(Object outline annotations)
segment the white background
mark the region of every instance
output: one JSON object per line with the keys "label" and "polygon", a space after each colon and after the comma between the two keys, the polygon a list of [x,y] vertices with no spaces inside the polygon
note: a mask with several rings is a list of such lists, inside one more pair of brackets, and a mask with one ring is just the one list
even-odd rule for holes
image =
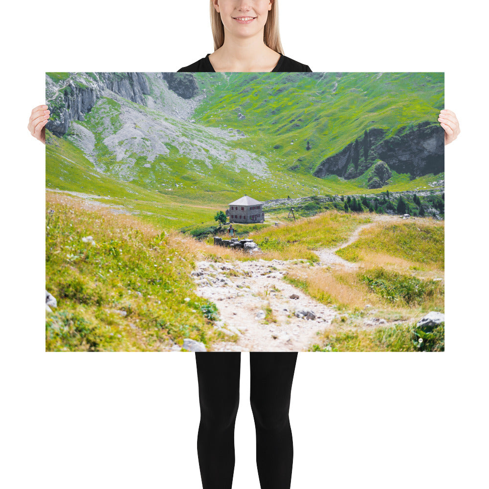
{"label": "white background", "polygon": [[[486,482],[487,224],[485,209],[473,212],[487,200],[479,5],[280,0],[288,56],[315,71],[445,71],[445,107],[462,128],[445,154],[447,351],[300,354],[293,489]],[[44,102],[45,71],[176,71],[212,52],[208,2],[24,2],[2,16],[4,487],[200,487],[193,354],[44,352],[44,147],[26,125]],[[234,489],[259,487],[248,358]]]}

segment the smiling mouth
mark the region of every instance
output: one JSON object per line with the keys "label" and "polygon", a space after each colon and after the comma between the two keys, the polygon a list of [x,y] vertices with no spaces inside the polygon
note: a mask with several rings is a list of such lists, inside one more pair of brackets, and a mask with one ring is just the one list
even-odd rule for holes
{"label": "smiling mouth", "polygon": [[254,21],[256,17],[233,17],[235,21],[242,24],[247,24],[249,22]]}

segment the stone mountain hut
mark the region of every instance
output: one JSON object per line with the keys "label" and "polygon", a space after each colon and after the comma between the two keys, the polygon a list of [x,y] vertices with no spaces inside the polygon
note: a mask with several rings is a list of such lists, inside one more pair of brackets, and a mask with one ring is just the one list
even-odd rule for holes
{"label": "stone mountain hut", "polygon": [[263,202],[249,197],[246,194],[229,204],[226,213],[230,222],[263,222],[265,215],[262,210]]}

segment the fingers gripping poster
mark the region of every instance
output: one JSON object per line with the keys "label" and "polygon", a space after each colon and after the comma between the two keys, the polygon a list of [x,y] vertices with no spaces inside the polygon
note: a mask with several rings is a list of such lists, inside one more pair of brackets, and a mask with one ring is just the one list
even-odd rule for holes
{"label": "fingers gripping poster", "polygon": [[47,73],[46,350],[442,351],[442,73]]}

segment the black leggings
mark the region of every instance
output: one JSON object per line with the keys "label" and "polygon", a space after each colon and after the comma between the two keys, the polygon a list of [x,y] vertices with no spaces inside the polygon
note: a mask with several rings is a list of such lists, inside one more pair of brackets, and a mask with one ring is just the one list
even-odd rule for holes
{"label": "black leggings", "polygon": [[[293,450],[289,420],[297,352],[249,354],[250,401],[262,489],[289,489]],[[200,422],[197,453],[203,489],[231,489],[239,404],[238,353],[196,353]]]}

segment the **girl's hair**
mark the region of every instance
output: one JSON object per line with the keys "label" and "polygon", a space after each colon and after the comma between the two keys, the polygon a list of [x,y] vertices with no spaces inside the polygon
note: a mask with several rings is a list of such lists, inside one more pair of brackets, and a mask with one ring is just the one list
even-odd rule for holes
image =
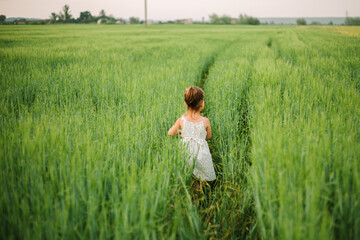
{"label": "girl's hair", "polygon": [[199,87],[188,87],[185,89],[184,100],[189,108],[198,111],[204,100],[204,91]]}

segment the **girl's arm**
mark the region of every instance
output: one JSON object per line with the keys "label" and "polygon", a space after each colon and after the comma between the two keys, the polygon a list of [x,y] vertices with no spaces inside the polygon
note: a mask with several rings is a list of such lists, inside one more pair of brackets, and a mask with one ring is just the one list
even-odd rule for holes
{"label": "girl's arm", "polygon": [[181,127],[180,125],[180,118],[175,122],[174,126],[172,126],[169,131],[168,131],[168,134],[170,136],[175,136],[178,134],[178,130],[179,128]]}
{"label": "girl's arm", "polygon": [[209,119],[205,118],[206,140],[211,138],[211,126]]}

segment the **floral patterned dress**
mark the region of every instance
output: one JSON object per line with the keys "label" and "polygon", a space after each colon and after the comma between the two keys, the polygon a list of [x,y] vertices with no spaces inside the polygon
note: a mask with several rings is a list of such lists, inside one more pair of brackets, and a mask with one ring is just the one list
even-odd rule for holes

Instruction — Take the line holding "segment the **floral patterned dress**" and all lines after it through the end of the data, and set them down exactly.

Task answer —
segment the **floral patterned dress**
mark the region of every instance
output: one JSON object per line with the keys "label" and "polygon", a space after each colon and after the comma between the two keys, the polygon a list of [x,y] vertices with no spaces inside the polygon
note: a mask with several rings is a list of such lists, inside one more pair of brackets, and a mask with one ring is just the one list
even-odd rule for holes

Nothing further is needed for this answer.